**Texto para análise:**
******
Deixo ao leitor continuar a lista. Qualquer que seja a extensão dela, deveria estar claro que, ao contrário do que muitos supunham, Bolsonaro está agindo segundo o que prometeu em campanha, e o faz conforme suas crenças mais arraigadas, pois não tem recursos cognitivos para agir diferente, para se adaptar à realidade quando ela contraria tão fortemente essas crenças. Ele se sente afrontado pela realidade e se refugia em esperanças vãs de que ela se altere a seu favor. Não tem como dar certo. A cada dia que passa Bolsonaro se torna um problema menor e, em breve, será o menor dos nossos problemas, deixado a falar sozinho.
Dessa mesma perspectiva, não vejo razão para imaginarmos que o mundo que sairá dessa pandemia será muito diferente, que haverá um antes e um depois… Como se a pandemia, que apropriadamente empurrou a todos na direção de soluções conservadoras (afinal, trata-se de conservar a vida) pudesse vir a alterar a máquina do mundo. Quase chega a ser divertido ler ou ouvir o que tem sido dito a esse respeito, sempre na base do “nada será como antes…”. As memórias dos tempos normais se reinstalarão e o novo coronavírus passará a ser um assunto velho. Esse filme já nos foi mostrado na peste negra, na gripe espanhola. Por muito tempo depois de vencida a pandemia, tudo será como antes, leitor, só que pior… – o que deveria aumentar nosso esforço para compreender e buscar transformar a ordem que nos infelicita, cientes de que transformações benignas só são possíveis quando ultrapassamos o limiar da vicária “união nacional”, bandeira sempre invocada para evitar a opinião e a ação discordantes, que desafiam a ordem instalada.
******
Registros de uma coleção:
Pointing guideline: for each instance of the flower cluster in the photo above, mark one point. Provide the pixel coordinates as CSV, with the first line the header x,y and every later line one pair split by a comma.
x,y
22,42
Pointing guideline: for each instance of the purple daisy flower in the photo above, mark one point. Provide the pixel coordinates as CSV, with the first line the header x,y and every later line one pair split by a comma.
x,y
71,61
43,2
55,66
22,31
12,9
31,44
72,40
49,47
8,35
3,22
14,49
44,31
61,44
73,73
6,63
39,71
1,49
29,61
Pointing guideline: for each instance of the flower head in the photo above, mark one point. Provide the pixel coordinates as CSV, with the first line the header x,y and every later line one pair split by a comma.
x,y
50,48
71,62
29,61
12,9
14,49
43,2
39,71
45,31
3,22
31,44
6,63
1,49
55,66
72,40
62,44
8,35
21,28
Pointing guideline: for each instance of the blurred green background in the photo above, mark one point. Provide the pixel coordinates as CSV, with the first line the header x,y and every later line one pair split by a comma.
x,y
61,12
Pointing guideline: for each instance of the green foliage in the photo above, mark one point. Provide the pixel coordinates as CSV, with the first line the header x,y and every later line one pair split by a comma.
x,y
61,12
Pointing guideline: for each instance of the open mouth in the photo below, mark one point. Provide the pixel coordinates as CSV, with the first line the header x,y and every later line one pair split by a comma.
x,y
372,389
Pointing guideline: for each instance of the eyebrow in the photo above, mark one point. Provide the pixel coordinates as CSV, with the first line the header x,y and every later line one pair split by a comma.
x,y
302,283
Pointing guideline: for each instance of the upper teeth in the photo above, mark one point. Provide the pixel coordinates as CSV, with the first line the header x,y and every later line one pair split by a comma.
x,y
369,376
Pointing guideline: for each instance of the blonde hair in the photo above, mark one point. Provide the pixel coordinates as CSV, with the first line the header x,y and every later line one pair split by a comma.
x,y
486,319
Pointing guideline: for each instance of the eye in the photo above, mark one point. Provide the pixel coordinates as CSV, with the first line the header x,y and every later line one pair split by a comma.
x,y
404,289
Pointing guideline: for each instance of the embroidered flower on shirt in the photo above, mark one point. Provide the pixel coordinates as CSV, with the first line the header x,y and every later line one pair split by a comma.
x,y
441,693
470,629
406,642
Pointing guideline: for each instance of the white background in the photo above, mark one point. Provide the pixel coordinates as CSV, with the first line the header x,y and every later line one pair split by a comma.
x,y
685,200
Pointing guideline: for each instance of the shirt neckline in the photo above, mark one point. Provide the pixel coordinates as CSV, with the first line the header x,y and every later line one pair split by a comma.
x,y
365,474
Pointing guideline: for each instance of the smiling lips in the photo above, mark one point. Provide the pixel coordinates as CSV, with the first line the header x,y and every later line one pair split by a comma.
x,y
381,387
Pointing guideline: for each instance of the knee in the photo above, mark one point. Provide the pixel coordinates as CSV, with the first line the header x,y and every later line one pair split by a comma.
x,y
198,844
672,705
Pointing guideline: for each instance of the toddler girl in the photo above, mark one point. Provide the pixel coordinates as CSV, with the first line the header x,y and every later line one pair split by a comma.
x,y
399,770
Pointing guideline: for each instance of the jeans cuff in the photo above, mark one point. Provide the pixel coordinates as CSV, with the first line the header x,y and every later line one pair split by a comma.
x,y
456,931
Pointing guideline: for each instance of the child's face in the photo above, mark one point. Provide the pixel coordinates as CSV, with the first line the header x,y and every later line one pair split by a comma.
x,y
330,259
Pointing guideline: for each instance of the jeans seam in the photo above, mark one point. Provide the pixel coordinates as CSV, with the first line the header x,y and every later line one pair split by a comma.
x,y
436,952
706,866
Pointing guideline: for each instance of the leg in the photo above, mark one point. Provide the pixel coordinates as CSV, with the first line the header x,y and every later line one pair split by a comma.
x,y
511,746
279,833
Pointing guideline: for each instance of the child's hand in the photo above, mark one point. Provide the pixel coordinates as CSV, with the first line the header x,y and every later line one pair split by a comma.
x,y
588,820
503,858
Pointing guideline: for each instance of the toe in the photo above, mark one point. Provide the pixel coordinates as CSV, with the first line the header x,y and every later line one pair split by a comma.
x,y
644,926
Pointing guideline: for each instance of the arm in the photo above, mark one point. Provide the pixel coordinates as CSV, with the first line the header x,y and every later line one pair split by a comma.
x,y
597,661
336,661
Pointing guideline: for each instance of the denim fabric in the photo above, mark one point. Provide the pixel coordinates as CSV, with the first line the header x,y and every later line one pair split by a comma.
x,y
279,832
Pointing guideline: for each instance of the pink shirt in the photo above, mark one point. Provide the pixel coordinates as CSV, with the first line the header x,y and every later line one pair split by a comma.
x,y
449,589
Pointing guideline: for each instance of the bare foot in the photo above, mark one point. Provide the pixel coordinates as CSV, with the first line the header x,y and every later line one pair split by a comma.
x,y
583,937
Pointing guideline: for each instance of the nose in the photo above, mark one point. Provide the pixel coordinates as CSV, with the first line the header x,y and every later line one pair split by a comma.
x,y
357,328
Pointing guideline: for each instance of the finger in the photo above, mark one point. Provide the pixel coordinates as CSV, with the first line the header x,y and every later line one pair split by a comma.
******
Copie sem alterações o trecho do texto sobre Bolsonaro e a pandemia que começa nas palavras "Deixo ao leitor" e vai até "a falar sozinho.", parando logo depois delas. Os registros não fazem falta para esta tarefa.

Deixo ao leitor continuar a lista. Qualquer que seja a extensão dela, deveria estar claro que, ao contrário do que muitos supunham, Bolsonaro está agindo segundo o que prometeu em campanha, e o faz conforme suas crenças mais arraigadas, pois não tem recursos cognitivos para agir diferente, para se adaptar à realidade quando ela contraria tão fortemente essas crenças. Ele se sente afrontado pela realidade e se refugia em esperanças vãs de que ela se altere a seu favor. Não tem como dar certo. A cada dia que passa Bolsonaro se torna um problema menor e, em breve, será o menor dos nossos problemas, deixado a falar sozinho.